* [EXERCISE REQUIREMENTS] Copy out the African Nations Championship squads text word for word, everything from "The age listed" down to "8 January 2021.".

The 2020 African Nations Championship was an international football tournament held in Cameroon from 16 January to 7 February 2021. The 16 national teams involved in the tournament were required to register a squad of up to 33 players, including at least three goalkeepers, an increase over the usual number of 23 players allowed. Only players in these squads were eligible to take part in the tournament. Unlike the Africa Cup of Nations, this tournament exclusively requires players to be registered to a club within their country to be eligible. Expatriate players, even if they play in Africa, cannot participate in the event.

Due to the COVID-19 pandemic in Africa, the Confederation of African Football (CAF) allowed the 16 teams involved to register a list of up to 33 players (23-man normal squad and up to 10 extra players) in order that teams have available players in case players from their list of 23 with positive tests for SARS-CoV-2 are detected and require to be replaced during the tournament. However, the inclusion of the 10 extra players was optional and not mandatory. Each national team had to submit its list of 23 players and up to 10 optional extra players to CAF Secretary General until 6 January 2021 deadline, 10 days before the start of the tournament.

The age listed for each player is on 16 January 2021, the first day of the tournament. A flag is included for coaches who are of a different nationality than their own national team. Players in cursive were registered as reserves.

Group A

Cameroon
Manager: Martin Ndtoungou

The 23-man squad and 10 reserves were announced on 11 January 2021. Forward Christian Mayo was ruled out due to injury and replaced by Hans Moussima.

Mali
Manager: Nouhoum Diané

The 33-man squad was announced on 8 January 2021.

Burkina Faso
Manager: Seydou Zerbo

The 33-man squad was announced on 3 January 2021.

Zimbabwe
Manager:  Zdravko Logarušić

The 23-man squad and 10 reserves were announced on 4 January 2021. The ten reserves players registered were: defenders Frank Makarati, Tymon Mvula and Munyaradzi Diro-Nyenye; midfielders Devon Chafa, Jeansmith Mutudza, Phineas Bamusi, Ishmael Wadi, Nqobizitha Masuku, Tichaona Chipunza and the forward Thomas Chideu. On 13 January 2021, the reserve Thomas Chideu replaced forward Tawanda Nyamandwe who tested positive for COVID-19. Zimbabwe's squad consisted of only 23 players, the reserve players did not travel to Cameroon.

* [LISTED RECORDS]
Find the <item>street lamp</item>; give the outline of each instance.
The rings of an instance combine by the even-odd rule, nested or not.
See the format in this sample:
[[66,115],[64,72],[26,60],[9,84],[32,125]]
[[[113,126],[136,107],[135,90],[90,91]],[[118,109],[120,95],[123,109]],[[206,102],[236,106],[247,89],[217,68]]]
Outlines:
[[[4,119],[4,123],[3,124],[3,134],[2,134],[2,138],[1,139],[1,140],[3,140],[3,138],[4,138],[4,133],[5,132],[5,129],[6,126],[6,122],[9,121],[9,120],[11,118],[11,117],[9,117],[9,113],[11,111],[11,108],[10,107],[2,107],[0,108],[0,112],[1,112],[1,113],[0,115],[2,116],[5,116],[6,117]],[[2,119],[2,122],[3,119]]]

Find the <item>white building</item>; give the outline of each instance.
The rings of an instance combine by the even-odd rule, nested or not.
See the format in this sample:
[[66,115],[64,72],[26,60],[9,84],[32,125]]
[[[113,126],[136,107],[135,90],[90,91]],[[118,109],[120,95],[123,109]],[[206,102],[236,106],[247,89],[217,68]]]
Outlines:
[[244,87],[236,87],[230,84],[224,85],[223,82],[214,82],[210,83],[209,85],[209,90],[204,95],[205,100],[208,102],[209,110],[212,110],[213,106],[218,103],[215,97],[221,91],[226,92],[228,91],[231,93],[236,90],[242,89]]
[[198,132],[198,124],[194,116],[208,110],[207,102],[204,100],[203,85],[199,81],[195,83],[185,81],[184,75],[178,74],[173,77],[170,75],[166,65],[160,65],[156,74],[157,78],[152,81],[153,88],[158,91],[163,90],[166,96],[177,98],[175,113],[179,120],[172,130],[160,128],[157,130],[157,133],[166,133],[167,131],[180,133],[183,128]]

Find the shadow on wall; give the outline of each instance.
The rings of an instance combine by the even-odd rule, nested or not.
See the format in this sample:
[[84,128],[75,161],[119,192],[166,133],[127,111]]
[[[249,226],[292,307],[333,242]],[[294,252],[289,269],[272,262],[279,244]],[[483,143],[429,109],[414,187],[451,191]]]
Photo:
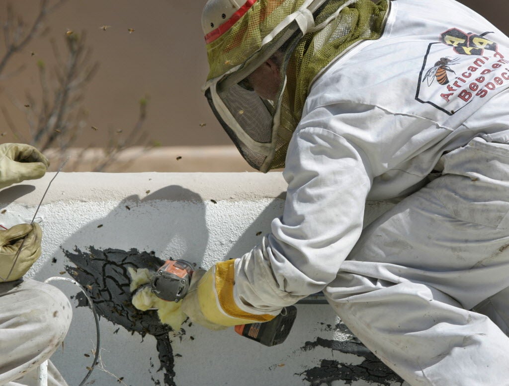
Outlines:
[[[192,224],[194,232],[189,232],[186,227],[181,226],[178,219],[182,216],[172,216],[171,210],[164,214],[167,214],[165,216],[167,222],[164,224],[156,225],[155,221],[151,222],[149,219],[149,227],[139,227],[137,232],[132,232],[137,227],[137,222],[140,221],[136,209],[140,204],[150,205],[151,201],[167,199],[168,197],[199,204],[201,211],[194,211],[184,217],[189,223]],[[84,248],[75,245],[82,243],[83,240],[95,239],[94,234],[115,230],[112,234],[118,235],[119,238],[122,238],[124,235],[126,239],[130,238],[124,240],[126,245],[139,245],[145,240],[148,240],[148,244],[158,239],[164,242],[178,239],[180,244],[183,242],[186,244],[185,249],[181,249],[179,258],[194,262],[196,256],[204,255],[207,245],[208,232],[205,225],[205,209],[203,200],[199,195],[177,185],[160,189],[142,199],[137,196],[130,196],[121,202],[107,216],[89,223],[76,232],[62,247],[64,254],[75,265],[75,267],[66,266],[66,270],[86,288],[99,315],[122,326],[132,333],[137,333],[142,337],[148,334],[156,339],[160,363],[158,371],[164,370],[164,382],[167,385],[175,384],[174,355],[168,335],[172,329],[160,323],[156,311],[142,312],[132,305],[129,290],[130,276],[127,271],[130,267],[155,271],[162,265],[164,260],[156,256],[154,251],[139,251],[134,248],[129,250],[99,249],[94,245]],[[129,218],[131,212],[133,215],[130,222],[126,219]],[[119,215],[119,213],[124,215]],[[132,238],[133,235],[137,239]],[[200,237],[193,237],[196,235]],[[77,307],[88,306],[87,299],[81,293],[76,295],[76,299]]]
[[[173,201],[168,201],[168,198]],[[282,213],[284,198],[282,195],[265,207],[242,235],[232,241],[225,259],[242,256],[253,246],[253,240],[256,242],[257,238],[261,240],[270,232],[275,212]],[[189,204],[189,202],[192,202],[192,210],[186,208],[185,204]],[[84,287],[99,315],[122,326],[132,334],[137,333],[142,338],[148,334],[155,338],[160,362],[158,371],[164,372],[166,385],[176,385],[177,375],[175,355],[168,335],[172,329],[161,324],[156,311],[142,312],[133,306],[127,269],[148,268],[155,271],[164,260],[170,258],[184,259],[199,266],[203,262],[199,259],[205,255],[209,242],[206,209],[206,203],[199,194],[179,185],[150,192],[142,199],[138,196],[129,196],[107,216],[75,232],[62,246],[64,254],[73,265],[66,265],[66,270]],[[151,210],[157,212],[158,220],[153,217]],[[164,219],[162,221],[161,218]],[[150,245],[158,252],[149,249],[150,247],[147,250],[134,248],[125,250],[84,244],[87,240],[94,240],[99,245],[107,245],[105,235],[115,235],[111,245],[113,243],[117,246]],[[79,293],[75,297],[77,307],[88,305],[82,294]],[[175,336],[185,335],[188,325],[190,326],[190,324],[183,324]],[[329,326],[328,328],[334,333],[351,335],[343,323]],[[326,348],[331,352],[352,354],[362,359],[362,362],[353,365],[340,363],[333,358],[324,359],[318,366],[310,367],[300,374],[303,380],[310,385],[318,386],[323,383],[330,385],[334,381],[345,384],[364,381],[387,386],[402,382],[353,335],[346,341],[318,338],[306,342],[300,350],[309,351],[320,348]]]

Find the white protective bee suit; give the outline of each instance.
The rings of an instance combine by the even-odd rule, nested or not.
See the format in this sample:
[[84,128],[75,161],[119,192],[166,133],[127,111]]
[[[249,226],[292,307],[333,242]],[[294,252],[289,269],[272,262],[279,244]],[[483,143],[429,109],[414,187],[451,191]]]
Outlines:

* [ANSWER]
The age listed for each player is on 16 January 2021, the first day of the tournament. A flag is included for coaches who are of a different nationality than their own national team. Players in cursive were registered as reserves.

Group A

Cameroon
Manager: Martin Ndtoungou

The 23-man squad and 10 reserves were announced on 11 January 2021. Forward Christian Mayo was ruled out due to injury and replaced by Hans Moussima.

Mali
Manager: Nouhoum Diané

The 33-man squad was announced on 8 January 2021.